### Required actions
(1) In the endometriosis text, write out everything from "Endometriosis truly is" down to "an animal model.", substituting "puzzling" for "mysterious".
(2) Resume the endometriosis commentary after its final sentence.

### Passage for review

Endometriosis truly is a problematic disease for the patients since it is such a frequent cause of infertility and pain. Endometriosis also is a mysterious and enigmatic disease, since poorly understood because of the absence of an animal model.
Endometriosis is a key business for physisians, since it has such a central role in gynaecology as a cause of infertility and of pain and thus of IVF, surgery and hysterectomy.
Endometriosis is a billion dollar disease considering the cost of medical treatment, surgery, of decrease in work efficiency because of suffering.
Treatment of endometriosis today is limited to complete surgical excision whereas medical treatment is only palleative, since it only inactivates the disease. Yet reality is overuse of medical treatment, a lack of well trained surgeons, and very frequently inadequate or incomplete surgery.
This constitutes a serious problem in infertility treatment as I explained at ASRM in Philadelphia a few years ago. During the 80’s fertility surgery was centralised since microsurgery was considered important. During the 90’s the results of IVF improved, the overall quality of fertility surgery went down, since performed by laparoscopy and thus by ‘all’ gynaecologists. Moreover the infertility specialist became both a party and a judge, and a mentality developed that any failure of surgery could be solved by IVF. This is highlighted by the fact that -if judged by publications- those who are excellent in surgery and in IVF have become rare birds. I concluded, that for this reason -if I would be minister of health-
I would organise IVF as a service (similar to radiology) needing referral by another specialist and that I would organise a quality control in fertility surgery by making video registration mandatory. This way I would improve quality of surgery, increase pregnancy rates while decreasing the overall cost. Indeed the cost of an IVF baby is estimated around 20.000$ whereas the cost of a surgery baby is at least 5 times less.

######
### Data records

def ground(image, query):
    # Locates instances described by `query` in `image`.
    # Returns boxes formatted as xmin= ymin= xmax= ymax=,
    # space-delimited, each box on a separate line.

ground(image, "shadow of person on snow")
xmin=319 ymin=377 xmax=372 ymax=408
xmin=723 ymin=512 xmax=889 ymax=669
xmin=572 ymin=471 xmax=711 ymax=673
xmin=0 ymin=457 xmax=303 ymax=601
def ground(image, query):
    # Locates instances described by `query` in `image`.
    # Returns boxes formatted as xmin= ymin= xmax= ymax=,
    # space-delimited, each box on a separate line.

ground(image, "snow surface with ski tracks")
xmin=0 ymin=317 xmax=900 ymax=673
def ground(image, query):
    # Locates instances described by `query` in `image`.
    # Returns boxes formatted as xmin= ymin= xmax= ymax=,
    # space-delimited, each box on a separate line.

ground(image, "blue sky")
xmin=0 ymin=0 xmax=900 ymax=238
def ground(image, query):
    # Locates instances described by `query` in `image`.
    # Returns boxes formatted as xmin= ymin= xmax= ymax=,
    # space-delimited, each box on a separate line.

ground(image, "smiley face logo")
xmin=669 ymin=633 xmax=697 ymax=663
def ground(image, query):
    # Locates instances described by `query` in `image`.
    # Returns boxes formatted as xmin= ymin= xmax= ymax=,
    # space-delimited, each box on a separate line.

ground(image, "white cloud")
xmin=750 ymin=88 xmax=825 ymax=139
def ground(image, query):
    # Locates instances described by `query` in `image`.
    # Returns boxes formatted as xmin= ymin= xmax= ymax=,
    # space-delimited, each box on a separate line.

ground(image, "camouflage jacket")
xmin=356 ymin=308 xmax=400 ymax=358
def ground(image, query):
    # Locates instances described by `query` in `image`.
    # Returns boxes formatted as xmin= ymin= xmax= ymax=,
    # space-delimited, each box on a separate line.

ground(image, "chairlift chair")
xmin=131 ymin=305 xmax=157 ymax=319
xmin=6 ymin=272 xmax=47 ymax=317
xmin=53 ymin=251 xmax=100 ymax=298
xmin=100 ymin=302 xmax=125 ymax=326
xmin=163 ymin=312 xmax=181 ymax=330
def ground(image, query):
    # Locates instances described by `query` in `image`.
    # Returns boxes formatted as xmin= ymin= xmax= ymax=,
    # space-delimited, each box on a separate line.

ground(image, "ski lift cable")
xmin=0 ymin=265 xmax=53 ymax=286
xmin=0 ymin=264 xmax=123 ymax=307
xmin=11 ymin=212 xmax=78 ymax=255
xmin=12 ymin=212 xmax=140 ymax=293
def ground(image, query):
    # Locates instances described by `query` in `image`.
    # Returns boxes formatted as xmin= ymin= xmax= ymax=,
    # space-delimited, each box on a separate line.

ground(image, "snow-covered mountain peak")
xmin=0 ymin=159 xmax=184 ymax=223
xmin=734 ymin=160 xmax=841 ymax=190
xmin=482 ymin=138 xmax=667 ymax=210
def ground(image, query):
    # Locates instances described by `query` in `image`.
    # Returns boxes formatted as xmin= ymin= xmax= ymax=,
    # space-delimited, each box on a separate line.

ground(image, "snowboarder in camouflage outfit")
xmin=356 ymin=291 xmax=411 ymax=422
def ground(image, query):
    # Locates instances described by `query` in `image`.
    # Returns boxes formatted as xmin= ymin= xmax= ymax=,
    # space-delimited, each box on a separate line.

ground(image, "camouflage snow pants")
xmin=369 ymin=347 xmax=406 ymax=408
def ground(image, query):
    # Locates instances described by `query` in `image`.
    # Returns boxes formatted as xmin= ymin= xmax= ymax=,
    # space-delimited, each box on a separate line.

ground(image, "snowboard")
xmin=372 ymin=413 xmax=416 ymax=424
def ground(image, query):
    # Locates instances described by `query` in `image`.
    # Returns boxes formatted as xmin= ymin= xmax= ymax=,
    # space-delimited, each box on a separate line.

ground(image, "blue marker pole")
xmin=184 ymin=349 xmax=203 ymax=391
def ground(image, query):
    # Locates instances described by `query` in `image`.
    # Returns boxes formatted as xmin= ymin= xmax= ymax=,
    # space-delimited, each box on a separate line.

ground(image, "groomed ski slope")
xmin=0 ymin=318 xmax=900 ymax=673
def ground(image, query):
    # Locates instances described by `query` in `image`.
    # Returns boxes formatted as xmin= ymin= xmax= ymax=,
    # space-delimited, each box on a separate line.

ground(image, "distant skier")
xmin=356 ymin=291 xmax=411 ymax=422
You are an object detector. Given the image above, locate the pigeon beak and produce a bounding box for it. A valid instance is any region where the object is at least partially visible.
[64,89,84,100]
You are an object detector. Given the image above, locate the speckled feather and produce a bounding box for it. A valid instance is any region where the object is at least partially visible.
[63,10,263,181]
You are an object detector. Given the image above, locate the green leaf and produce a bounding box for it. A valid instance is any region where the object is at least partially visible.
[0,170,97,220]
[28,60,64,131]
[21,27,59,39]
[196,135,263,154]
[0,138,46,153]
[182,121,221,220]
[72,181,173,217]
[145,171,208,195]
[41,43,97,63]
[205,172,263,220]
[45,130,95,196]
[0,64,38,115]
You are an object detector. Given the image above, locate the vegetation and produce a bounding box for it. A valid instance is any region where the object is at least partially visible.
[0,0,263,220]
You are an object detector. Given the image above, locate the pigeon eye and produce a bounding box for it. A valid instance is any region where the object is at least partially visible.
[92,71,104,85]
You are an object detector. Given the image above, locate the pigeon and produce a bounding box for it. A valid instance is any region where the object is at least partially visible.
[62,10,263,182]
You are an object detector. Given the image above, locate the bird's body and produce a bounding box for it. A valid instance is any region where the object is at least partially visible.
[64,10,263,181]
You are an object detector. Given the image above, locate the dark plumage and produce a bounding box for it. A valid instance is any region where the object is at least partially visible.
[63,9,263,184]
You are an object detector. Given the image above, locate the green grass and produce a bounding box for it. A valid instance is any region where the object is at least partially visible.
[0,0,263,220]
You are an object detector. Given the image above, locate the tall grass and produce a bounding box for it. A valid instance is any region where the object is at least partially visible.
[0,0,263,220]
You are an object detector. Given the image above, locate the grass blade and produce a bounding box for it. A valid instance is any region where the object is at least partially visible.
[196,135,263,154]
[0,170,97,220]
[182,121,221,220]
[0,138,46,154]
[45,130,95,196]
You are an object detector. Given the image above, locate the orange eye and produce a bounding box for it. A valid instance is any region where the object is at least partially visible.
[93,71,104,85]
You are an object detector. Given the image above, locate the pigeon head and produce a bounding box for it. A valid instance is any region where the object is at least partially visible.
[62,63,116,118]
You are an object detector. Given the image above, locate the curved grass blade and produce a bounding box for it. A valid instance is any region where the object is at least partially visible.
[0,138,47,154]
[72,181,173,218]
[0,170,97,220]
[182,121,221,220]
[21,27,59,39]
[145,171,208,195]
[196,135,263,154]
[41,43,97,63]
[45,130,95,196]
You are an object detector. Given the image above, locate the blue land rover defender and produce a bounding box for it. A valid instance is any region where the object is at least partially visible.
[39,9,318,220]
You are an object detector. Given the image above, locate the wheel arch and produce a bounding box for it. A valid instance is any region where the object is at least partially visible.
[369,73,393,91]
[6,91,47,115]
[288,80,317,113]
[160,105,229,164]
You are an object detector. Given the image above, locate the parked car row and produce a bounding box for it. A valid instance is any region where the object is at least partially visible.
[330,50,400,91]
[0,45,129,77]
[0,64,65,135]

######

### Responses by item number
(1)
Endometriosis truly is a problematic disease for the patients since it is such a frequent cause of infertility and pain. Endometriosis also is a puzzling and enigmatic disease, since poorly understood because of the absence of an animal model.

(2)
Also support groups and industry are becoming increasingly misoriented. This is not surprising since -considering the relative role of surgical and medical treatment- it is surprising to see that surgeons are so poorly represented in advisory boards, and endometriosis special interest groups, whereas those performing research are over-represented.
In conclusion, it seems important that at least some evaluation of the quality of surgery becomes organized and that minimal standards are introduced. Secondly we should be aware of the risks when guidelines and political lobbying is performed predominantly by those not performing surgery. Without questioning the importance of research, I do question whether there is a specific lack of funding in endometriosis research.
Multiple examples for these statements exist ranging from the lack of emphasis on surgery in ‘endometriosi a malattia sociale’ and in the lobbying at the level of the EU parliament.